本記事はThe Conversationに掲載された、オーストリアのEdith Cowan Universityでコンピューターセキュリティを専門とするPaul Haskell-Dowland教授とオーストラリアの倫理的ハッキングと防衛を専門とするEdith Cowan UniversityでBrianna O’Shea教授による記事「Microsoft’s takeover would be a win for TikTok and tech giants – notusers」をCreative Commonsのライセンスおよび執筆者の翻訳許諾の下、掲載するものです。
中国の動画共有アプリ「TikTok」が再び頻繁にニュースの見出しに登場しています。
国家安全保障上のリスクやユーザーのデータが中国共産党によって盗み出されているのではないかとの憶測が何ヶ月も続いた後、ドナルド・トランプ米大統領は米国でのTikTokの使用を禁止する計画を発表しました。

§ やること:
1 - 抜粋の内容を2文で要約してください。
2 - 抜粋にある「中国の動画共有アプリ「TikTok」が再び頻繁にニュースの見出しに登場しています。」という文を英語に訳してください。
3 - 抜粋を読んで、次の問いに答えてください。
(a) 元の記事が掲載されたのはどこですか。
(b) TikTokはどこの国のアプリとして紹介されていますか。
(c) トランプ米大統領が発表したのはどんな計画ですか。
記録は上の抜粋とは関係のない、別の資料です。

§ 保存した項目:

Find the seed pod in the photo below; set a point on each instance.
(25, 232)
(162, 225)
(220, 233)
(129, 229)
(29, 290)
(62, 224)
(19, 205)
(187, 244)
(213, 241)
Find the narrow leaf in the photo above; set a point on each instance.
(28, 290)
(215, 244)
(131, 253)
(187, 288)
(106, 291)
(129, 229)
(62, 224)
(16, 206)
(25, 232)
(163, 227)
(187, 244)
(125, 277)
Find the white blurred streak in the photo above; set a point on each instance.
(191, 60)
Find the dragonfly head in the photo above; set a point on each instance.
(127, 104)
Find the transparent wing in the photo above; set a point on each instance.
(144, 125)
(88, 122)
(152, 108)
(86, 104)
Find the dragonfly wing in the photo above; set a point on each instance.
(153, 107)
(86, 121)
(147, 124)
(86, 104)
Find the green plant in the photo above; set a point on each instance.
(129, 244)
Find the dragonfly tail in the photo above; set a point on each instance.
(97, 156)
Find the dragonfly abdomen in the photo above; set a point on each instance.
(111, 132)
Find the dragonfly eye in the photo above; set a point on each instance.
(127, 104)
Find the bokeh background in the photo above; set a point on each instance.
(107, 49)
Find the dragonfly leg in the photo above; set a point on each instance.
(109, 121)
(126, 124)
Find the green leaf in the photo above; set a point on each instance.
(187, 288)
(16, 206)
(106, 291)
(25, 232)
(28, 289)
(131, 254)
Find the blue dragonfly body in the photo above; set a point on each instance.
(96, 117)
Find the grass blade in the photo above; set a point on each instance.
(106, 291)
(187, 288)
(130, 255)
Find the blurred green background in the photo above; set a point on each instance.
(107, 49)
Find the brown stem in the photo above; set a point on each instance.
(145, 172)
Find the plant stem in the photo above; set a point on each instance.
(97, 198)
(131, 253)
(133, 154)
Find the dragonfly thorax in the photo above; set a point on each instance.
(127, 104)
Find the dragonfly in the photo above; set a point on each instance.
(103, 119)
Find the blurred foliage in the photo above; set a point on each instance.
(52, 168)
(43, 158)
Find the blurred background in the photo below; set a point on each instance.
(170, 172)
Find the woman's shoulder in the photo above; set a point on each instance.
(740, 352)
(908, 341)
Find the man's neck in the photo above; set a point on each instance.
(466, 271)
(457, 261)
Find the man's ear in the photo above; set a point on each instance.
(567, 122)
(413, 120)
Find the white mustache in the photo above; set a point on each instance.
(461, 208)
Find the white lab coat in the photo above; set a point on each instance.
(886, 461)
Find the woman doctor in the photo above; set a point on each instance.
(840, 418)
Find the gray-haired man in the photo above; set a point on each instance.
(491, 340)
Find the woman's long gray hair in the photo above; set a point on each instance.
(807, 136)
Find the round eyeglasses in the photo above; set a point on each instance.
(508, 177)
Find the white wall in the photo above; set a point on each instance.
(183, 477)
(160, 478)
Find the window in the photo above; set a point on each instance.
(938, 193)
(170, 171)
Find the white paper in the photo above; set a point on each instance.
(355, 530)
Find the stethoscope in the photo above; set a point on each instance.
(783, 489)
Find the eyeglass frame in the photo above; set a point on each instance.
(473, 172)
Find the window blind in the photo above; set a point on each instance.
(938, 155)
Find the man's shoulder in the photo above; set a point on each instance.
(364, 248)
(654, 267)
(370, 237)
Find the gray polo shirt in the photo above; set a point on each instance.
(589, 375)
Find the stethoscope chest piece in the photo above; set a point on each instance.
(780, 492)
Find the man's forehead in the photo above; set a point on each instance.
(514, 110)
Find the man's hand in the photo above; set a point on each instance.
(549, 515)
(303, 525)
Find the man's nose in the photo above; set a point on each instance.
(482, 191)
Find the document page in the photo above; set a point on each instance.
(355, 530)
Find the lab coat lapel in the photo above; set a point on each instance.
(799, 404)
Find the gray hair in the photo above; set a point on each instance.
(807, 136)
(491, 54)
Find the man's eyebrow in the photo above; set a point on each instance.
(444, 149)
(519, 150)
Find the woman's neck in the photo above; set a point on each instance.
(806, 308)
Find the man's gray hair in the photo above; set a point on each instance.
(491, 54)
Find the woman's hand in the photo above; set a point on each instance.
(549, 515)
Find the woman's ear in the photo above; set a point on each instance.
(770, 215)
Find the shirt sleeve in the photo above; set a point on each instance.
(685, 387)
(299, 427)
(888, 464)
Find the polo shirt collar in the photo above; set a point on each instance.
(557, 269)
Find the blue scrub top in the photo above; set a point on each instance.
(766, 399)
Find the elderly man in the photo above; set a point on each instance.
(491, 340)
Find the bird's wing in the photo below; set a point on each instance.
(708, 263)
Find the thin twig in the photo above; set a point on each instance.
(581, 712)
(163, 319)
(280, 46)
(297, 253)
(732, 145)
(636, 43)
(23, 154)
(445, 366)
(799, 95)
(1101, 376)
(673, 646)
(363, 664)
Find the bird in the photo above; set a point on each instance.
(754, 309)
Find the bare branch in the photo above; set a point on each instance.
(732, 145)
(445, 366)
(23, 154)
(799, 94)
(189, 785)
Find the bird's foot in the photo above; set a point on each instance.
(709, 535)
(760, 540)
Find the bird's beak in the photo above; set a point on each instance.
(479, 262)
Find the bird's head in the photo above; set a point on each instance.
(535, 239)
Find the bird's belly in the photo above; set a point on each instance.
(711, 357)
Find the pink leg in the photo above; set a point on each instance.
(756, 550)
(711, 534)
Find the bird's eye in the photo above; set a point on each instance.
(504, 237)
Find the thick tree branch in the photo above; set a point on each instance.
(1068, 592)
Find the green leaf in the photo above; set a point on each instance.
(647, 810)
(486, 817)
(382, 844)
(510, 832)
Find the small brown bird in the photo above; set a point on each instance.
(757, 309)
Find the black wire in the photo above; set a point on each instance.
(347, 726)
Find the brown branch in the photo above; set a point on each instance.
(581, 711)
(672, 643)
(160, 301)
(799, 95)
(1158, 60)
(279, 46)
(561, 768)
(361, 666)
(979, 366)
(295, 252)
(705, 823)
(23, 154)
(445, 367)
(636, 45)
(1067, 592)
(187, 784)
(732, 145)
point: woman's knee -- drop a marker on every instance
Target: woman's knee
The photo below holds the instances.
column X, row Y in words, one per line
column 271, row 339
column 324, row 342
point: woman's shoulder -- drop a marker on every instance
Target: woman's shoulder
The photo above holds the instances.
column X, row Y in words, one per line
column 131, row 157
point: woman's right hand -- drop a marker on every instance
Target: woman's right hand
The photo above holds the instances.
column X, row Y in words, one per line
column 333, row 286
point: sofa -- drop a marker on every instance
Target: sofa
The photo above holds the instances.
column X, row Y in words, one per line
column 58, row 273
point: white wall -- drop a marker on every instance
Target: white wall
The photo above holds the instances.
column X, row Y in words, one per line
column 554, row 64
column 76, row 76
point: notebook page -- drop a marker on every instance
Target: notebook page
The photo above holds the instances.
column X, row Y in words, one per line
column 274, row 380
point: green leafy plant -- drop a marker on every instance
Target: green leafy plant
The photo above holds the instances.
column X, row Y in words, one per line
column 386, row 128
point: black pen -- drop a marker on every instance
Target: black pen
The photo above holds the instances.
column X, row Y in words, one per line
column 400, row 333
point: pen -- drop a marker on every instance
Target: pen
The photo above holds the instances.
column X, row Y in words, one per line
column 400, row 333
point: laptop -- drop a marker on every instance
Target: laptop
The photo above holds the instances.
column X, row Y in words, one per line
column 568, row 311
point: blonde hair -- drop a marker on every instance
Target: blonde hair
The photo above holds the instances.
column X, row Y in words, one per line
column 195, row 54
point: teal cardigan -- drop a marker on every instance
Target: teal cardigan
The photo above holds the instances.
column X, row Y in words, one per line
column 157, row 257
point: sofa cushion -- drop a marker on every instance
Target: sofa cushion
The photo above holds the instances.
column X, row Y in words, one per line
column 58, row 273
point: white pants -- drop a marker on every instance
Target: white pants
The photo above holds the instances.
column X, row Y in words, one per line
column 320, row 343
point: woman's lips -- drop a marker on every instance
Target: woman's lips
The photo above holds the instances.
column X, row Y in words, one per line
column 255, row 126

§ 課題ごとの答え:
1 - 中国の動画共有アプリ「TikTok」が、またニュースの見出しによく出るようになっています。国家安全保障上のリスクや、ユーザーのデータが中国共産党に盗まれているのではという憶測が何ヶ月も続いたあと、トランプ米大統領は米国でTikTokの使用を禁止する計画を発表しました。

2 - The Chinese video-sharing app "TikTok" is once again appearing frequently in news headlines.

3 -
(a) The Conversation
(b) 中国
(c) 米国でのTikTokの使用を禁止する計画